-- BEGIN Passage provided --

That looks kinda like me! Except I'm sliding on my hand and butt while engaging the sidecut, and then getting back up off of the snow. It's funny how similar that is to falling I guess.


----------



## supern00b (Jan 27, 2020)

wrathfuldeity said:


> Its more squatting and as result you bend your knees and you get lower. Watch the first vid but squat more and stand up.
> Second vid helps to get you set up for doing cross under...you don't open up your body...but keep your leading shoulder pointed straight down the hill and move the board under you. Eventually you will be able to use the pop of the camber of the board along with sucking up your knees to change your edges...Its not a jump but a sucking up your knees. Btw, there is also down unweighting, little hops, sucking up...all of it is used depending on the situation, snow, conditions and terrain. There are uses for the ability to ride low, loose, sucking/absorbing the knees and keeping your upper body compact. If you are riding big open lines...like in your vid, you can open up and use your arms to help lock in the carve. However there are also times where having a compact upper body is more quick. Its like doing slalom verses tight hot rodding...both are fun and both are useful.
> 
> REFRESH YOUR RIDING IN 1 RUN WITH THESE SNOWBOARDING HACKS - YouTube
> ...


One thing that's boggled me is how people get super low on the toeside, when all the instructionals tell people to flex their butts and hump the air when going toeside. Are you supposed to be channelling your inner MJ to get a low toeside carve?


----------



## Donutz (May 12, 2010)

speedjason said:


> Too much arching your back on heel side. Keep your back straight and lower your hip.


I'm glad you said that. I thought there was an issue on heelside but couldn't articulate it.


----------



## Donutz (May 12, 2010)

supern00b said:


> One thing that's boggled me is how people get super low on the toeside, when all the instructionals tell people to flex their butts and hump the air when going toeside. Are you supposed to be channelling your inner MJ to get a low toeside carve?
> 
> View attachment 157315


Unfortunately the nature of snowboarding is such that the techniques for heelside and toeside turns have to be different. Unless you have a _very _unusual skeleton. In general terms, good turns involve angulation of the board, stacking your weight over the edge, and shifting your weight fore/aft as appropriate. The MJ pose there is probably more heelside-appropriate, except for the ankles.

One item that doesn't get much mention on toesides, but is really important, is keeping your visual horizon level. It's easy and natural on heelsides, but on toesides it's too easy to get into a gorilla pose.


----------



## Scalpelman (Dec 5, 2017)

-- END Passage provided --
-- BEGIN Rows --

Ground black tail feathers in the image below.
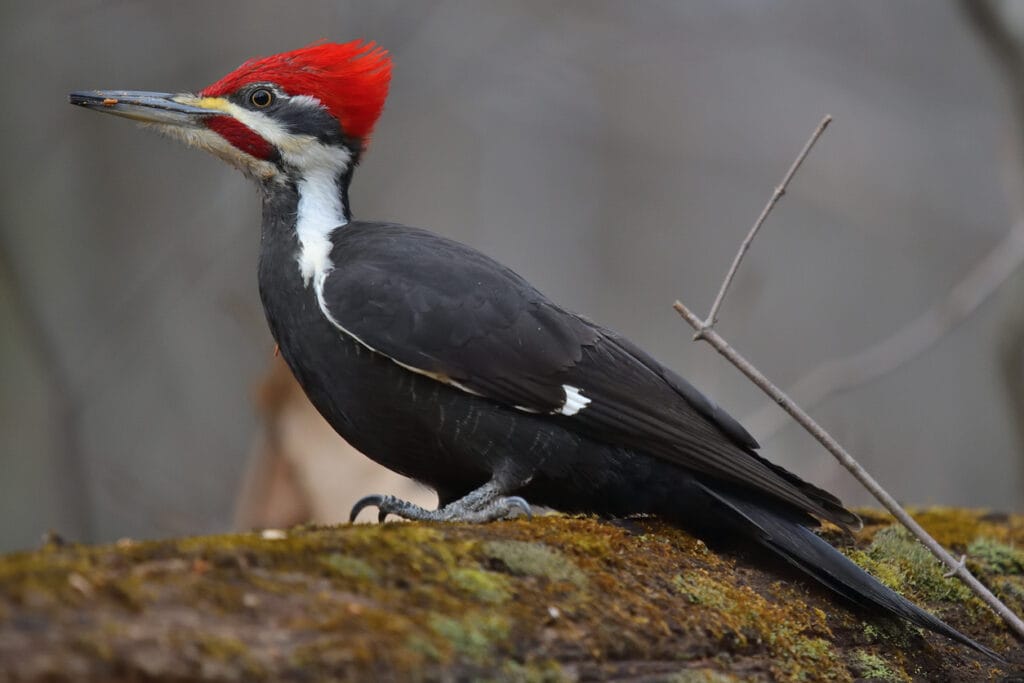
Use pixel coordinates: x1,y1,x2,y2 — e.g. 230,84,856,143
702,486,1007,664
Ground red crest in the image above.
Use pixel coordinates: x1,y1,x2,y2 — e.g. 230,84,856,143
200,40,391,141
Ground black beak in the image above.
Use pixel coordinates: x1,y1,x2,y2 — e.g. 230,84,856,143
68,90,224,127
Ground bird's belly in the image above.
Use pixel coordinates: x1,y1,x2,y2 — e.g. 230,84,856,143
264,276,664,514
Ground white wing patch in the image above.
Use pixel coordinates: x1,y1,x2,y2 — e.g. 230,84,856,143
557,384,590,416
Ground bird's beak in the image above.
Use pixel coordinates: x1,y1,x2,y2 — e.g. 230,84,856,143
68,90,225,128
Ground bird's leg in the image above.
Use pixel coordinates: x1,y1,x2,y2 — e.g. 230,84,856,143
348,477,530,522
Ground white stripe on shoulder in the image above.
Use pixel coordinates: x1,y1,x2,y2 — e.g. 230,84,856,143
555,384,590,416
313,269,481,396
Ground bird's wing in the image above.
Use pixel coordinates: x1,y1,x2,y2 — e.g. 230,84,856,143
319,223,859,526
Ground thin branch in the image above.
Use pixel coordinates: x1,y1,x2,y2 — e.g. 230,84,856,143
673,117,1024,638
697,115,831,336
673,301,1024,638
742,220,1024,442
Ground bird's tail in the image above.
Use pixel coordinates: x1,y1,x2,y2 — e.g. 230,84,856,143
701,485,1006,664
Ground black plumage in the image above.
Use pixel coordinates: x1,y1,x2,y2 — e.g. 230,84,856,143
71,42,999,659
259,188,998,658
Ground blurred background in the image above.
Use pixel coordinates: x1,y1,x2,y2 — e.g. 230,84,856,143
0,0,1024,550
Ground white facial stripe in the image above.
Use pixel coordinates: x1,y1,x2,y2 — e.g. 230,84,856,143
142,123,279,180
175,95,352,287
556,384,590,416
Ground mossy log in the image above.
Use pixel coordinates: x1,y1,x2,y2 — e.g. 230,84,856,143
0,509,1024,682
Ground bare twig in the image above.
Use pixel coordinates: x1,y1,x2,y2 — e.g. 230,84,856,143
742,220,1024,442
673,118,1024,638
673,301,1024,638
697,115,831,337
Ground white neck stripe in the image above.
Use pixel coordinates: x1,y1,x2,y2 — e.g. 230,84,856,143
295,168,348,287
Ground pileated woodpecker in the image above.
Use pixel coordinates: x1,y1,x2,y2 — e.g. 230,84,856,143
71,41,999,659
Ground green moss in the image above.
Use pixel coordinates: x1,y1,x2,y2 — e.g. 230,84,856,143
321,553,377,581
196,634,249,661
452,567,512,604
430,613,509,661
494,659,577,683
482,541,587,588
850,526,972,602
672,570,733,609
662,669,743,683
850,650,910,683
0,513,1024,683
967,538,1024,574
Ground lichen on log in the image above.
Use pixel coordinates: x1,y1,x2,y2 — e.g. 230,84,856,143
0,509,1024,683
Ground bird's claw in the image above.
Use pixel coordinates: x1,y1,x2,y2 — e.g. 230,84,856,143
348,494,534,523
348,494,387,524
505,496,534,519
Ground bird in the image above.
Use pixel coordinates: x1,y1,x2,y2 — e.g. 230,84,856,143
70,40,1002,661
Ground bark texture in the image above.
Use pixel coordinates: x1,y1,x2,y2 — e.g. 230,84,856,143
0,508,1024,682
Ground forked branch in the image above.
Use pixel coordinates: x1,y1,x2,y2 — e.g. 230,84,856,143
673,117,1024,638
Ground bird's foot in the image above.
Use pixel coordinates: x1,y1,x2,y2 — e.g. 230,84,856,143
348,492,532,523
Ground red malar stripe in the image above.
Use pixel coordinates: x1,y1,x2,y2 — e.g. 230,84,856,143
206,116,275,161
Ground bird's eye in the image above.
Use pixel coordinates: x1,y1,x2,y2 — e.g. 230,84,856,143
249,88,273,109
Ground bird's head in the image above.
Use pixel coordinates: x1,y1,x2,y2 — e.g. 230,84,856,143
71,41,391,181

-- END Rows --

### [To do]
• 1. Answer these questions about the snowboarding thread:
(a) What fault on heelside does the post quoted from speedjason point out?
(b) In the cross under setup, where should the leading shoulder point?
(c) What does Donutz call really important on toesides but rarely mentioned?
• 2. Please copy the stretch of the snowboarding thread from "That looks kinda" through "(Jan 27, 2020)" word for word.

### [Answers provided]
• 1.
(a) Too much arching of the back; the advice is to keep the back straight and lower the hip.
(b) Straight down the hill.
(c) Keeping your visual horizon level.

• 2.
That looks kinda like me! Except I'm sliding on my hand and butt while engaging the sidecut, and then getting back up off of the snow. It's funny how similar that is to falling I guess.


----------



## supern00b (Jan 27, 2020)